Line by line, copy the records below exactly.

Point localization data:
* * * * *
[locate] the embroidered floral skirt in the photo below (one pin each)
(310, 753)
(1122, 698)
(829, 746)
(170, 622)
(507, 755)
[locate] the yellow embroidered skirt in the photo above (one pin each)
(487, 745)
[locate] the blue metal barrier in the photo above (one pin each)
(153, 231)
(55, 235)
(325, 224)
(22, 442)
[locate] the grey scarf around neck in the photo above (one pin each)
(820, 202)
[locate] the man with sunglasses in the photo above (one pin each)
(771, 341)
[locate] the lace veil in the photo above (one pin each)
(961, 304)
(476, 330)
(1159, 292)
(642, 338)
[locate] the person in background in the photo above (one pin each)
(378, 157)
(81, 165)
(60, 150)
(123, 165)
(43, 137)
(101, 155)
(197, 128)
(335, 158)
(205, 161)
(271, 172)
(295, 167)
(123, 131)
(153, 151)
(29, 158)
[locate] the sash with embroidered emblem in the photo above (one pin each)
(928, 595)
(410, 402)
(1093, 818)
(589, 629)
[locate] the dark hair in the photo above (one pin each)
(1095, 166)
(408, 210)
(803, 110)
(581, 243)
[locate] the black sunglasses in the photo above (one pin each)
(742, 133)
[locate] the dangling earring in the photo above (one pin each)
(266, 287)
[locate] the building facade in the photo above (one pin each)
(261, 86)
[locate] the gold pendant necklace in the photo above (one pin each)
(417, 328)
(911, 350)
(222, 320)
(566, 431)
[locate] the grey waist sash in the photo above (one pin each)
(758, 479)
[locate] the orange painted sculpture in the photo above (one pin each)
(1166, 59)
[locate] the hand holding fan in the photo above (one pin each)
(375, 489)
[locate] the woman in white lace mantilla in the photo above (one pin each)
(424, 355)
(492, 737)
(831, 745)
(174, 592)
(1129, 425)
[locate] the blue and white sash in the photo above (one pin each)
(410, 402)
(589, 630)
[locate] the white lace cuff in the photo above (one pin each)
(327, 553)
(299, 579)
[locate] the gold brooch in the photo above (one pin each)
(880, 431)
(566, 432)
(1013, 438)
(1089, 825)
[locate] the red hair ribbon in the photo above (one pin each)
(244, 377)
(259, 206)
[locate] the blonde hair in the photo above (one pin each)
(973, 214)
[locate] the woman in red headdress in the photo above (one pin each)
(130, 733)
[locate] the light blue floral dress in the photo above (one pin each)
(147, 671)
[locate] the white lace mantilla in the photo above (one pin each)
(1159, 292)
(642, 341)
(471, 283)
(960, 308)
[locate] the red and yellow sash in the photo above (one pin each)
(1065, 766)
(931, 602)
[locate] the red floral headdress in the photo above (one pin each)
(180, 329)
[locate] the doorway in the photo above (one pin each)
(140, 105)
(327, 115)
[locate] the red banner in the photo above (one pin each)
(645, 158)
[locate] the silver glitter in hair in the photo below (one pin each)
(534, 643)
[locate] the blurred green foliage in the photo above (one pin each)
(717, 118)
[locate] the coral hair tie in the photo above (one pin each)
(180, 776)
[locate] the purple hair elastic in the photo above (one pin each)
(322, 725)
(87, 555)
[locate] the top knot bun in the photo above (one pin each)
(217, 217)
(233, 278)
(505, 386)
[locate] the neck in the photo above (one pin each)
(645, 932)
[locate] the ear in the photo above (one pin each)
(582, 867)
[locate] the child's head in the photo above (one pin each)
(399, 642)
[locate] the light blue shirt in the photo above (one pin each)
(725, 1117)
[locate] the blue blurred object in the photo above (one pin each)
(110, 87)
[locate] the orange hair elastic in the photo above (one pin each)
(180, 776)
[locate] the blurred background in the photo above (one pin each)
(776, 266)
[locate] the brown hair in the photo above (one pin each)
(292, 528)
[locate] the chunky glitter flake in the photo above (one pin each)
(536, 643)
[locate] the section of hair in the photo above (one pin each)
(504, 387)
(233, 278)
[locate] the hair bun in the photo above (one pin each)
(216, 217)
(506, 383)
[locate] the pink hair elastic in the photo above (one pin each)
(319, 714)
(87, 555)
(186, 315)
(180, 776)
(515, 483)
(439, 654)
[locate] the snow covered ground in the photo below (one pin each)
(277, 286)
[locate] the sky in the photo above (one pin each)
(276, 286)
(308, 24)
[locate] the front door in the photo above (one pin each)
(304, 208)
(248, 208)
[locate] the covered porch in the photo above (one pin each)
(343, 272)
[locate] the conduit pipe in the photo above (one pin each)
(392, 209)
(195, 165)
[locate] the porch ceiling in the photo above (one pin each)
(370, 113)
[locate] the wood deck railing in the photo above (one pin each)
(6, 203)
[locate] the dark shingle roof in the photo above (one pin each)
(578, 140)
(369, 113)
* * * * *
- **Response**:
[locate] the embroidered floral skirt in the photo below (one pin each)
(310, 753)
(1122, 698)
(829, 746)
(170, 622)
(507, 755)
[locate] the yellow embroidered skirt in the photo above (one pin each)
(487, 745)
[locate] the blue metal barrier in the photo above (one pin each)
(153, 231)
(55, 235)
(325, 224)
(22, 442)
[locate] the grey scarf around neck in the photo above (one pin each)
(820, 202)
[locate] the man with sunglasses in the photo above (one pin each)
(771, 341)
[locate] the lace veil in the photo above (one pin each)
(961, 304)
(476, 330)
(1159, 292)
(642, 338)
[locate] the person in background in the photo above (one pin each)
(378, 157)
(81, 165)
(60, 150)
(123, 165)
(43, 137)
(101, 155)
(197, 128)
(335, 158)
(205, 161)
(271, 172)
(295, 167)
(123, 131)
(153, 151)
(29, 158)
[locate] the sash with embroidered emblem in the photo above (one pin each)
(928, 595)
(410, 402)
(1093, 818)
(589, 629)
[locate] the dark hair in the photo above (one pin each)
(1095, 166)
(408, 210)
(803, 110)
(581, 243)
[locate] the black sunglasses in the photo above (one pin each)
(742, 133)
[locate] the dangling earring in the photo above (one pin each)
(266, 287)
[locate] the building facade in the photo above (one pin each)
(261, 86)
[locate] the gold pendant necklace in the photo above (one pin each)
(417, 328)
(911, 350)
(222, 320)
(566, 431)
[locate] the grey waist sash in the photo above (one pin each)
(758, 479)
[locate] the orange painted sculpture in the photo above (one pin each)
(1166, 59)
[locate] the hand holding fan in the photo above (one pin each)
(375, 489)
[locate] the woman in white lace mantilla in the photo above (one pin each)
(424, 355)
(492, 737)
(831, 745)
(174, 592)
(1129, 425)
[locate] the blue and white sash in the photo above (one pin each)
(410, 402)
(589, 630)
[locate] the white lace cuff in the photo above (one pin each)
(327, 553)
(299, 579)
[locate] the gold brooch in the photo above (one pin each)
(880, 431)
(566, 432)
(1013, 438)
(1089, 825)
[locate] the red hair ribbon in the photo above (one pin each)
(244, 377)
(259, 206)
[locate] the blonde hair in the photo above (one pin each)
(973, 214)
[locate] the woman in red headdress in the photo above (one pin each)
(130, 733)
[locate] the light blue floral dress in the photo above (one pin each)
(147, 671)
[locate] the white lace mantilla in the photo above (one pin each)
(1159, 292)
(642, 341)
(471, 283)
(960, 308)
[locate] the red and yellow sash in the photo above (one pin each)
(1065, 766)
(931, 602)
[locate] the red floral headdress in the photo above (one pin each)
(180, 329)
[locate] the doorway in the photo above (one pin each)
(140, 105)
(327, 115)
[locate] the red banner in the photo above (one pin each)
(645, 158)
[locate] the silver glitter in hair in the photo below (one pin each)
(534, 643)
[locate] the blurred green foliage in the photo above (one pin each)
(717, 118)
[locate] the coral hair tie in the photo above (one pin each)
(180, 776)
[locate] the purple hair elastic in the photo above (one pin each)
(322, 725)
(87, 555)
[locate] the top knot bun in the photo above (one pin each)
(217, 217)
(233, 278)
(505, 386)
[locate] the neck in the photo above (one pin each)
(645, 932)
[locate] the ear in the photo above (one pin each)
(582, 867)
[locate] the child's head in the photo above (one pin each)
(399, 642)
[locate] the light blue shirt in the photo above (one pin each)
(725, 1117)
[locate] the blue blurred object in the photo above (one pin each)
(110, 87)
[locate] the orange hair elastic in the photo above (one pin each)
(180, 776)
[locate] the blurred background in the photo above (one pin each)
(776, 266)
[locate] the brown hair in the photo above (one pin each)
(292, 528)
[locate] the chunky glitter flake in the photo above (one pin each)
(536, 643)
[locate] the section of hair in the photo above (one pin each)
(504, 387)
(233, 278)
[locate] the hair bun in the photo above (one pin each)
(216, 217)
(506, 383)
[locate] the pink hair elastic in the photo above (one pin each)
(319, 714)
(87, 555)
(186, 315)
(180, 776)
(515, 483)
(439, 654)
[locate] the snow covered ground in the photo below (one pin each)
(277, 286)
[locate] the sky in the photo above (one pin each)
(276, 286)
(308, 24)
[locate] the front door in the photo above (one pin each)
(304, 208)
(248, 208)
[locate] the covered porch in the photo above (one pin each)
(343, 272)
[locate] the conduit pipe in the photo above (one pin each)
(392, 209)
(195, 165)
[locate] the porch ceiling in the photo above (one pin each)
(370, 113)
[locate] the wood deck railing in the photo above (one pin each)
(6, 203)
[locate] the dark shingle roof in the photo above (one pin each)
(578, 140)
(369, 113)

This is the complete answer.